Text
---------------
Kuwait Stops Exporting Crude to the U.S.

Kuwait has not sent any crude oil to the United States for at least four weeks, EIA’s weekly petroleum reports for the last four weeks, which also include a weekly comparison, have revealed.

The last week that saw Kuwaiti crude coming into the United States was August 24th, when 49,000 bpd were received at U.S. ports. This compares with 214,000 bpd a year earlier, suggesting that Kuwait is reorienting itself to the more lucrative Asian markets, Bloomberg reports, having calculated that Kuwaiti crude costs an average of US$80 a barrel in Asia, which is a dollar more than it costs in the United States.

Kuwaiti oil is predominantly high-sulfur, which is what a lot of Asian refineries prefer to process and are willing to pay more for it, a source in the know told Bloomberg, asking to not be identified.
---------------
Supplied data
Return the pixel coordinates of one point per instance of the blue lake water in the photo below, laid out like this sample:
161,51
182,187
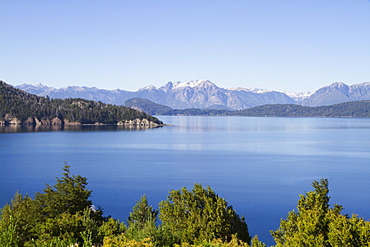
---------------
Tasks to perform
**1)** Reproduce the part of the Kuwaiti crude text that opens with the words "Kuwait Stops Exporting" and closes with "comparison, have revealed.".
**2)** Answer these questions using the Kuwaiti crude text:
(a) In which week did Kuwaiti crude last arrive in the United States?
(b) According to Bloomberg's calculation, what is the average cost of a barrel of Kuwaiti crude in Asia?
(c) What kind of oil is Kuwaiti oil predominantly?
Work only from the text on Kuwaiti crude shipments.

Solved problems
**1)**
Kuwait Stops Exporting Crude to the U.S.

Kuwait has not sent any crude oil to the United States for at least four weeks, EIA’s weekly petroleum reports for the last four weeks, which also include a weekly comparison, have revealed.

**2)**
(a) The week of August 24th
(b) US$80 a barrel
(c) High-sulfur oil